- Assigned task -
Every entry needs to be written out again exactly.

- Data shown -
—————

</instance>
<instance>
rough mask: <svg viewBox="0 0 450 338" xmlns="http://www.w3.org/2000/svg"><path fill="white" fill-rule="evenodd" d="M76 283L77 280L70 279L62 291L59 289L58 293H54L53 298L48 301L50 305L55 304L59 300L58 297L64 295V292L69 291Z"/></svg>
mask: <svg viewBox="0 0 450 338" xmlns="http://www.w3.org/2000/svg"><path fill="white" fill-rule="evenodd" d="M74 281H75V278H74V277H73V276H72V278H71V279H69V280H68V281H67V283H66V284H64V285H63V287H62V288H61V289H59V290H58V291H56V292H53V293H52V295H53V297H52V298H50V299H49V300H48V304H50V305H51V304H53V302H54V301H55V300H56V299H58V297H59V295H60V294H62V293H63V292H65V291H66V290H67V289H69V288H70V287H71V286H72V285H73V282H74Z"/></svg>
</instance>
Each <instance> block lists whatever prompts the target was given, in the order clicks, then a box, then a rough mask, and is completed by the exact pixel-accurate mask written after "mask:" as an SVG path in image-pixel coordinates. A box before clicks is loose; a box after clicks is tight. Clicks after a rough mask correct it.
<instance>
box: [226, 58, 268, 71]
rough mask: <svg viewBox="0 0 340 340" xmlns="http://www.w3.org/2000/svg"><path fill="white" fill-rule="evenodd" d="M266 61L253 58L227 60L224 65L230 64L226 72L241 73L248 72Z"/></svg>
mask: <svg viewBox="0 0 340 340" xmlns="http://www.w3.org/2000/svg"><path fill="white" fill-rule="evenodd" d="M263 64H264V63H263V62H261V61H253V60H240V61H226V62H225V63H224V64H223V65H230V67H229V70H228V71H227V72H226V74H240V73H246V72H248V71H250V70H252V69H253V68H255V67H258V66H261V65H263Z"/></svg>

—————

- Output for this exercise -
</instance>
<instance>
rough mask: <svg viewBox="0 0 450 338" xmlns="http://www.w3.org/2000/svg"><path fill="white" fill-rule="evenodd" d="M76 283L77 280L70 279L62 291L59 289L58 293H54L53 298L48 301L50 305L55 304L59 300L58 297L64 295V292L69 291Z"/></svg>
mask: <svg viewBox="0 0 450 338" xmlns="http://www.w3.org/2000/svg"><path fill="white" fill-rule="evenodd" d="M74 281H75V278H74V277H73V276H72V278H71V279H69V280H68V281H67V283H66V284H64V285H63V287H62V288H61V289H59V290H58V291H56V292H53V293H52V295H53V297H52V298H50V299H49V300H48V304H50V305H51V304H53V302H54V301H55V300H56V299H58V297H59V295H60V294H62V293H63V292H65V291H66V290H67V289H69V288H70V287H71V286H72V285H73V282H74Z"/></svg>
</instance>
Each <instance> block lists whatever prompts the target was given, in the order clicks, then a box, then a rough mask, and is completed by the exact pixel-accurate mask written after "mask:" as an SVG path in image-pixel coordinates. A box before clicks is loose; a box after clicks is tight. Clicks after a rough mask correct it.
<instance>
box: [226, 58, 268, 71]
rough mask: <svg viewBox="0 0 340 340" xmlns="http://www.w3.org/2000/svg"><path fill="white" fill-rule="evenodd" d="M266 61L253 58L227 60L224 65L230 64L226 72L241 73L248 72Z"/></svg>
mask: <svg viewBox="0 0 340 340" xmlns="http://www.w3.org/2000/svg"><path fill="white" fill-rule="evenodd" d="M263 64H264V63H263V62H261V61H253V60H240V61H226V62H225V63H224V64H223V65H230V67H229V70H228V71H227V72H226V74H240V73H246V72H248V71H250V70H252V69H253V68H255V67H258V66H261V65H263Z"/></svg>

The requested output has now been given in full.